#### Direction 1
Can you duplicate the stretch of entries from their start through the line containing "M239 3L139 3L71", with both ends included?

#### Text shown
____

# Uber driver offers woman foot massage



## SlowBoat (Jun 26, 2015)




----------



## ubershiza (Jan 19, 2015)

That's a good way to ensure a 5 star rating. /sarc


----------



## forqalso (Jun 1, 2015)

Who is she? Marcellus Wallace's wife? 

But really, she can get a foot massage in the mall. What she thinks is a sexual come-on could be an innocent gesture in the driver's eyes.


----------



## XUberMike (Aug 2, 2015)

Maybe her feet would feel better if she walked more.

Right now UBER is going thru her back round with a fine tooth comb picking up all kinds of dirt on this woman. Maybe her husband is a cab driver... whatever it is Uber will find out


----------



## SlowBoat (Jun 26, 2015)

When did Rex Ryan start driving for Uber?


----------



## Jedi Driver (Aug 23, 2015)

The close-up of the shoes... Then the close-up of the road... Hilarious!


----------



## elelegido (Sep 24, 2014)

This guy should not be driving for Uber - he obviously cannot see properly.


----------



## Demon (Dec 6, 2014)

____

#### Direction 2
Could you pick up the forum thread about the Uber driver offering a woman a foot massage and carry it on from where it stops?

____

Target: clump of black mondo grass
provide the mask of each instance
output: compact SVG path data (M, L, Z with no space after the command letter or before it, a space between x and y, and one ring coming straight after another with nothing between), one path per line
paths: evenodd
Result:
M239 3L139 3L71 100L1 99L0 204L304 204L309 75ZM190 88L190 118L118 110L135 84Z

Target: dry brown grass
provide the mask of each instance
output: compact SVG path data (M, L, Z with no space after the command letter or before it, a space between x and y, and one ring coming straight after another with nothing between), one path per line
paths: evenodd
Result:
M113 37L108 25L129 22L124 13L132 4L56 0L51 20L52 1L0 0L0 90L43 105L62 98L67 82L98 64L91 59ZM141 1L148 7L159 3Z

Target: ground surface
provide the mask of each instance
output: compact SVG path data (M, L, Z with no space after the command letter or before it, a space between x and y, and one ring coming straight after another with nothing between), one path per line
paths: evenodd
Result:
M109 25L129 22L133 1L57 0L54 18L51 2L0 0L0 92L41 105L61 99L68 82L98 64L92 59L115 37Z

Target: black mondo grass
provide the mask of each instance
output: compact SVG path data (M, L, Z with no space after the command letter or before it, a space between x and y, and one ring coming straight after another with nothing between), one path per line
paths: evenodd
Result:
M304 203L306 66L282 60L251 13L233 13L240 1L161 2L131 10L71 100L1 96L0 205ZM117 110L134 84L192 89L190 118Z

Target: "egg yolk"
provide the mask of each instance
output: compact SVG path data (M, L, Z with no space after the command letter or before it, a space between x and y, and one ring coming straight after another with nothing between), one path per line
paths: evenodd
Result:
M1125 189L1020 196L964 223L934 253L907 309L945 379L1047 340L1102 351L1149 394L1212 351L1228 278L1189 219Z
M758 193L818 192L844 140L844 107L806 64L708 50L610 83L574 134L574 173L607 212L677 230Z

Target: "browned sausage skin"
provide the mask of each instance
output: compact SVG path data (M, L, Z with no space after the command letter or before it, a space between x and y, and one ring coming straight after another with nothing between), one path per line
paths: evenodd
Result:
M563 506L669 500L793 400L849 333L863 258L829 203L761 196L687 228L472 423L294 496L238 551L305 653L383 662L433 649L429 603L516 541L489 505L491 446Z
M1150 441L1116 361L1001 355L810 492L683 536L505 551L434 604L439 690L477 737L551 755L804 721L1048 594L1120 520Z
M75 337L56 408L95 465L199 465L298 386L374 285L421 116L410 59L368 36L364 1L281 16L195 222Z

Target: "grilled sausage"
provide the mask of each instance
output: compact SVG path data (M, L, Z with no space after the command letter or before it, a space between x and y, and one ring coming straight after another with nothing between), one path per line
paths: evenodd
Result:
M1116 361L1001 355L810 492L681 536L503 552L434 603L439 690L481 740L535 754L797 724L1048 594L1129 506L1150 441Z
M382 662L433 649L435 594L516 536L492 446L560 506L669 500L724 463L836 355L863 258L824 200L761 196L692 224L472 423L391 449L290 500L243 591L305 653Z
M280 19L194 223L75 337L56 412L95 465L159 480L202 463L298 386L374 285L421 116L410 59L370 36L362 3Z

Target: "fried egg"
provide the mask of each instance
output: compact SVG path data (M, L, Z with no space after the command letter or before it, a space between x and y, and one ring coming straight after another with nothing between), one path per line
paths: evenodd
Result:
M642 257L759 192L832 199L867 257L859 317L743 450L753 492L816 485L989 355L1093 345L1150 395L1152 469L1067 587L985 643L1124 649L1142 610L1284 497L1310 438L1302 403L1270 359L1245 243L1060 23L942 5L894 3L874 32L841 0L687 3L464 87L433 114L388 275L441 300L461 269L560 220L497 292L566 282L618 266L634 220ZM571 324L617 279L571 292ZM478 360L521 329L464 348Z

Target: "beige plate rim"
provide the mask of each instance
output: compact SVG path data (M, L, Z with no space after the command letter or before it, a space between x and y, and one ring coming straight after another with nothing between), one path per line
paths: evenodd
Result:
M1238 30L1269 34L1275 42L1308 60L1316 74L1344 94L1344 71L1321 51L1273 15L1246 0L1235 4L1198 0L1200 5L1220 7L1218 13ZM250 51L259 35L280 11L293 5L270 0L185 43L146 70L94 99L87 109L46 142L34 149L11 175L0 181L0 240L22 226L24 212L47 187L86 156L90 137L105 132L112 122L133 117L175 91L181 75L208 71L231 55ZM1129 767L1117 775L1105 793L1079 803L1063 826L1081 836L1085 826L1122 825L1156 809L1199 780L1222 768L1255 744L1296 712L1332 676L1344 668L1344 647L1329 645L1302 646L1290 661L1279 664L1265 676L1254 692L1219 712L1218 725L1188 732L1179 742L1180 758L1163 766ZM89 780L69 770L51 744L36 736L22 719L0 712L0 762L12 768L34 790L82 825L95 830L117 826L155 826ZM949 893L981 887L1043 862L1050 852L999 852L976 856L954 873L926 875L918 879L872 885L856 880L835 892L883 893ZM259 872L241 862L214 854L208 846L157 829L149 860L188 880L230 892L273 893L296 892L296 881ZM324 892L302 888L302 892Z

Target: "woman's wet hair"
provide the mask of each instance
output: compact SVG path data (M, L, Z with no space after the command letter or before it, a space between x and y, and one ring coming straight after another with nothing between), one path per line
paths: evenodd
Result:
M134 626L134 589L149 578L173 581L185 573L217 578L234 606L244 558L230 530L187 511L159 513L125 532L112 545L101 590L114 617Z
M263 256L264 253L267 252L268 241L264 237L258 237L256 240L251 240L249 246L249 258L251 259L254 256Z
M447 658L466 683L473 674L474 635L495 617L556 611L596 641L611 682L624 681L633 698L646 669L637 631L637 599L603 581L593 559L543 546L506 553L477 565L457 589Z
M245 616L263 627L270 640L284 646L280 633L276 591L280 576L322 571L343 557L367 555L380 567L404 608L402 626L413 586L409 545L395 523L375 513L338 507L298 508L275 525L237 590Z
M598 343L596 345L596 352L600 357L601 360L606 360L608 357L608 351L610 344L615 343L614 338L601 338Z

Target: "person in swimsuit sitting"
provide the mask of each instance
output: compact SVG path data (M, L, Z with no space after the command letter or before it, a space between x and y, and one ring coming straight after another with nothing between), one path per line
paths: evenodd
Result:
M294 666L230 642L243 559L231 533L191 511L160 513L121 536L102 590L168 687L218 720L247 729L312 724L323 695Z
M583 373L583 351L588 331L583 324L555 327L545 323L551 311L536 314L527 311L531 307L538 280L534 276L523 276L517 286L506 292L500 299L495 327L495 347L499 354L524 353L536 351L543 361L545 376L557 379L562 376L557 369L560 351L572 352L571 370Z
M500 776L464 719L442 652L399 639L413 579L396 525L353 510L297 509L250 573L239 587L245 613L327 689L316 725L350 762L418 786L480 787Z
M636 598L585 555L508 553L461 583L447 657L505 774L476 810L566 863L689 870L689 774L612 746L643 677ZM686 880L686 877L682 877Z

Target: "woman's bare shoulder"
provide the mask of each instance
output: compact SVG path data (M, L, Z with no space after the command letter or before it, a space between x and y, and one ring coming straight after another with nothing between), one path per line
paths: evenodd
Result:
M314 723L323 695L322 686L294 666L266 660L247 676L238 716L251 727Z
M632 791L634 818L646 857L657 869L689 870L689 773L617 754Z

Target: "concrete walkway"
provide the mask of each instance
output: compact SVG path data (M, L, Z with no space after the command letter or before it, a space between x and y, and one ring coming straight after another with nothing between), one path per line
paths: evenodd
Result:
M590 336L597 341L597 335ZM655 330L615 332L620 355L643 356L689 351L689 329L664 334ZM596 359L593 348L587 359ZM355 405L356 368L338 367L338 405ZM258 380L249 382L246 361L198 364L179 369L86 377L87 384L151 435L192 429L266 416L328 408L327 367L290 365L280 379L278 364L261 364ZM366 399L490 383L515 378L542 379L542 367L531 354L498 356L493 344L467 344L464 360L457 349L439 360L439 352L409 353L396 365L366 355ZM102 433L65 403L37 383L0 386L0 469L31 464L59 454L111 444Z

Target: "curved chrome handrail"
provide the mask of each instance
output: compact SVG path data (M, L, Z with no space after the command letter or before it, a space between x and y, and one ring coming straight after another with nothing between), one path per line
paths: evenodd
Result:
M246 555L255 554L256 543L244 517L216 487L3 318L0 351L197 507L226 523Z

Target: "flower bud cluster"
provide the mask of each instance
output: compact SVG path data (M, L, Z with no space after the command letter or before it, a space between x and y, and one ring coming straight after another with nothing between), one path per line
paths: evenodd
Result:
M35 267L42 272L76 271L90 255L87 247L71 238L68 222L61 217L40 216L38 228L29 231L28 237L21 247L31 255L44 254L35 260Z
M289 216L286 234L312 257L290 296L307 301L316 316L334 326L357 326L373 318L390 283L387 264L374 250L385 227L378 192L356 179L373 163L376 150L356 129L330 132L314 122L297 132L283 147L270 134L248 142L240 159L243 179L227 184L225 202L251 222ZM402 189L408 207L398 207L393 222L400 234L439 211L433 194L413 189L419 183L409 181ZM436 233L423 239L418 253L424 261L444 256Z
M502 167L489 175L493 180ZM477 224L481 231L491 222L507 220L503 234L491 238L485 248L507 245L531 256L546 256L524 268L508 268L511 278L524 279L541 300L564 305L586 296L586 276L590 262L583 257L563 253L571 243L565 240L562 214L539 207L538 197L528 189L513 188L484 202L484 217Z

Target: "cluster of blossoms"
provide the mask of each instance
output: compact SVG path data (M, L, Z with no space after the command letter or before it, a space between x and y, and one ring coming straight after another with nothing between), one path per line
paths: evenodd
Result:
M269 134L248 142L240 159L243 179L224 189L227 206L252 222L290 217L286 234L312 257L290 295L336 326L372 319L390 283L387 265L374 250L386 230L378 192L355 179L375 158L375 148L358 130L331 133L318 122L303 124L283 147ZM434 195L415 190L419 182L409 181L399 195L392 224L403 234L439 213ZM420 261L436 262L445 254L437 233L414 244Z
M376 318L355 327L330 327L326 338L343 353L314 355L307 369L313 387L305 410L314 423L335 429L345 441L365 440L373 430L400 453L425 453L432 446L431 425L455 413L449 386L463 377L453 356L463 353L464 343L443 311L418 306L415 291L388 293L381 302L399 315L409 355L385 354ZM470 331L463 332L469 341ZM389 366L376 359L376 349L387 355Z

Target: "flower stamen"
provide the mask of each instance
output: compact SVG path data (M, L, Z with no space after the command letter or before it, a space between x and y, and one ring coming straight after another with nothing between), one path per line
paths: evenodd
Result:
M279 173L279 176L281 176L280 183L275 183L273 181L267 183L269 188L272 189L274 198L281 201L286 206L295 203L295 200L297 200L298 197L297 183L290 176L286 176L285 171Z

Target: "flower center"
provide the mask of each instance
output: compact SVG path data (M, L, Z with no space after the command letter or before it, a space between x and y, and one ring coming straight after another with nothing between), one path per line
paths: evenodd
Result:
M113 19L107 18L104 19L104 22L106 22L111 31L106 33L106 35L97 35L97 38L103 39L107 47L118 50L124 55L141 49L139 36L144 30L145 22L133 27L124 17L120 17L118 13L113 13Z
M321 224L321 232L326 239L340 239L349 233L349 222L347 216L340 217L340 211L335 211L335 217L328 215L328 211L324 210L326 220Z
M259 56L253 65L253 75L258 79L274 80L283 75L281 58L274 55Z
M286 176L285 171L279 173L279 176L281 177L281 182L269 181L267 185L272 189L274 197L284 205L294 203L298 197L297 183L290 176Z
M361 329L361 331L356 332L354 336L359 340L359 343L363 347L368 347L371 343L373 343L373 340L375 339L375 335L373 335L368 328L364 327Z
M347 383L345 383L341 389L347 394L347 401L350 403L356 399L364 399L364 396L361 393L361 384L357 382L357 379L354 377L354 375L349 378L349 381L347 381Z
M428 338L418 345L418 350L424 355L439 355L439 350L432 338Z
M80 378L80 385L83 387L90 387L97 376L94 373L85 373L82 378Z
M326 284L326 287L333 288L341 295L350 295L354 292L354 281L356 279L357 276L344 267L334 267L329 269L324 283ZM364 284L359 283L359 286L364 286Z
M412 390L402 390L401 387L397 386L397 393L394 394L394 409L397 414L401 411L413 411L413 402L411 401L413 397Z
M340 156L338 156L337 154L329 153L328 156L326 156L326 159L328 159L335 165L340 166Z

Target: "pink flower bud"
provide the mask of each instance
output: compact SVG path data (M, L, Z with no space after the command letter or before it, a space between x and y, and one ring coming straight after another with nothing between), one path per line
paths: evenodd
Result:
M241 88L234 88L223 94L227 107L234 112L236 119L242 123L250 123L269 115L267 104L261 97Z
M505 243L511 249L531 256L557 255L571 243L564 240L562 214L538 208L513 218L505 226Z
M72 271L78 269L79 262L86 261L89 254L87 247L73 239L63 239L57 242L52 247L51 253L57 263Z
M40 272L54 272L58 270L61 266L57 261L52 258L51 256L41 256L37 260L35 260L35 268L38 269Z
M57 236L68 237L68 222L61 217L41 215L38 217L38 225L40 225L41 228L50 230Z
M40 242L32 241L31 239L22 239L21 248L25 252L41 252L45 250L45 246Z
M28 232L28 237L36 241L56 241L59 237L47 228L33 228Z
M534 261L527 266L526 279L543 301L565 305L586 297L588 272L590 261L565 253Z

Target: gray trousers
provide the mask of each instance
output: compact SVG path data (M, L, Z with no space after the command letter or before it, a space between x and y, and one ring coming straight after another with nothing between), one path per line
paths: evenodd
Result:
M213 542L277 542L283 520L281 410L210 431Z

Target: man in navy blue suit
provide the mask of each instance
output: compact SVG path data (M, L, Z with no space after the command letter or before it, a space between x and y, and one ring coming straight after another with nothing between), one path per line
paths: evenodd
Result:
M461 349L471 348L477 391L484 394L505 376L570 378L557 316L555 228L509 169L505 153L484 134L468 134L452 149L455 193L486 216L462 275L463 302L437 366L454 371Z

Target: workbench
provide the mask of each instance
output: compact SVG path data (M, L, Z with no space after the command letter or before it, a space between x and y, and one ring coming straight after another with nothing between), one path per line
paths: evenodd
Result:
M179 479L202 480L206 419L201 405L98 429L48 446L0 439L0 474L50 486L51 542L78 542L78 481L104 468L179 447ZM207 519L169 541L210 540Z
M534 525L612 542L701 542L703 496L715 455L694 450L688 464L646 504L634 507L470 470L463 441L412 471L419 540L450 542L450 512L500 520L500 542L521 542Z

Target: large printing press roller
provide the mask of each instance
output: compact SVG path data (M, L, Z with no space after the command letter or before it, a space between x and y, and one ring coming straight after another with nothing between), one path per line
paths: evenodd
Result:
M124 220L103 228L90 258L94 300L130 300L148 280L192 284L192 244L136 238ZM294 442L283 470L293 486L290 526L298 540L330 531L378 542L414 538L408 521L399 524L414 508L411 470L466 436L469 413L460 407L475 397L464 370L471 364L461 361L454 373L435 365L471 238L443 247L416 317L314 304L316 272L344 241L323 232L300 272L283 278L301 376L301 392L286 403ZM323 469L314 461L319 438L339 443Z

____

#### Task answer 1
Target: clump of black mondo grass
provide the mask of each instance
output: compact SVG path data (M, L, Z with no space after the command letter or before it, a space between x and y, and one ring coming straight after another with nothing between), one path per line
paths: evenodd
Result:
M239 3L139 3L71 100L1 99L0 204L304 204L309 75ZM190 88L190 118L118 110L135 84Z

#### Task answer 2
SlowBoat said:


> When did Rex Ryan start driving for Uber?


When that NFL player who was driving for Uber told him it was way to make some quick bucks.


----------



## Gemgirlla (Oct 16, 2014)

SlowBoat said:


>


This is news? Must be a slow news day.....


----------



## uberdriver (Aug 4, 2014)

Passenger: "I was explaining (to the driver) that my feet were killing me". This sounds like a case of a poor schmuck of a driver that was just trying to make his passenger happy in order to get 5*.


----------



## toi (Sep 8, 2014)

Maybe he was a foot fetish who knows.


----------



## TwoFiddyMile (Mar 13, 2015)

Value Added Service.


----------



## Michael - Cleveland (Jan 1, 2015)

Just a suggestion, maaaaam... but,
if you don't want a complete stranger who you are paying to perfom a service for you
to offer to rub your aching feet when you complain about your feet aching,
then don't complain that your feet ache to a complete stranger who's working for you.


----------



## Bart McCoy (Nov 4, 2014)

kind jester


----------



## MrBear (Mar 14, 2015)

Nothing wrong with what he said, maybe just joking. The lady overreacted


----------



## SanPedroLover (Oct 26, 2015)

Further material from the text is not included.